# Assigned task:
Transcribe every record that appears below, exactly and in full.

(Beginning of Source data)

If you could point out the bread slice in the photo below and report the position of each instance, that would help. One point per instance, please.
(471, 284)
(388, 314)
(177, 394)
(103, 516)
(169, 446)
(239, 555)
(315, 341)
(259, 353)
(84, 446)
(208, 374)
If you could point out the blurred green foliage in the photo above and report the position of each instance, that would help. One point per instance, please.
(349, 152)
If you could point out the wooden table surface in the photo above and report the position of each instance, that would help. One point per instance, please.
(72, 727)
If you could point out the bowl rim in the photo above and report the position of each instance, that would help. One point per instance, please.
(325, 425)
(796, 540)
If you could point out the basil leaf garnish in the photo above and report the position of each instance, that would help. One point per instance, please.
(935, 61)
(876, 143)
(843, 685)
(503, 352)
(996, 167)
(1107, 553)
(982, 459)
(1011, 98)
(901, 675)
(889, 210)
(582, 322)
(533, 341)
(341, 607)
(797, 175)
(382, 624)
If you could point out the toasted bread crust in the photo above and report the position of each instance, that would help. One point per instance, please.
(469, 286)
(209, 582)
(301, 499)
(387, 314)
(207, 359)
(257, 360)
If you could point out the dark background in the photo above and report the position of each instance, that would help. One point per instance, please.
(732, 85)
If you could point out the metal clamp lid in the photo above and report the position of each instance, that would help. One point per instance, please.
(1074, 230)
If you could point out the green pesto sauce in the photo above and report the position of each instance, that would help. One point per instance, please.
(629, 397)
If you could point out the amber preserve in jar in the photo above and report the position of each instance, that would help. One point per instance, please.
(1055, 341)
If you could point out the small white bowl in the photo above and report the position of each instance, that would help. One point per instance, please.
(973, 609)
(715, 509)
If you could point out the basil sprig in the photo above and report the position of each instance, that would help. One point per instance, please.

(End of Source data)

# Result for this task:
If you could point out the bread slice in the photo below and report the position of each instance, that would help. One point per instance, please.
(471, 284)
(388, 314)
(177, 394)
(103, 516)
(169, 446)
(239, 555)
(315, 341)
(259, 353)
(84, 446)
(208, 374)
If you could point out the blurred green foliage in the photo above and report the position of each instance, that would help. One point per instance, please.
(349, 152)
If you could point out the wooden table surface in the photo above and report the position of each instance, that would help. One point per instance, please.
(72, 727)
If you could point out the bowl rim in the photo above and report the position of each instance, that would help. One point per instance, please.
(325, 425)
(796, 540)
If you could point out the basil leaf garnish in the photo above and report the position of each instance, that would help. One point per instance, please.
(935, 61)
(876, 143)
(843, 685)
(503, 352)
(996, 167)
(1107, 553)
(982, 459)
(1011, 98)
(901, 675)
(889, 210)
(582, 322)
(533, 341)
(341, 607)
(797, 175)
(382, 624)
If you could point out the toasted bread crust in the photo above and report the position of each instance, that would help. One point per instance, please.
(469, 286)
(209, 582)
(301, 499)
(387, 314)
(207, 359)
(257, 360)
If you could point out the dark background in the photo above and report the position of each instance, that would help. One point per instance, please.
(732, 85)
If you could point out the metal clamp lid in the photo above and report the position of each instance, that would help. One point per instance, please.
(1074, 230)
If you could point out the green pesto sauce in the photo above and report the position of each instance, that would help. One point per instance, please.
(629, 397)
If you could point out the amber preserve in jar in the photo above and report the position of each instance, that would help. One point per instance, please.
(1055, 341)
If you could point out the small white bowl in the photo above and report the position of each instance, that would help. One point per instance, please.
(973, 609)
(715, 509)
If you could point out the basil sprig in the photo above and report the position of each instance, that would help. One point per instance, please.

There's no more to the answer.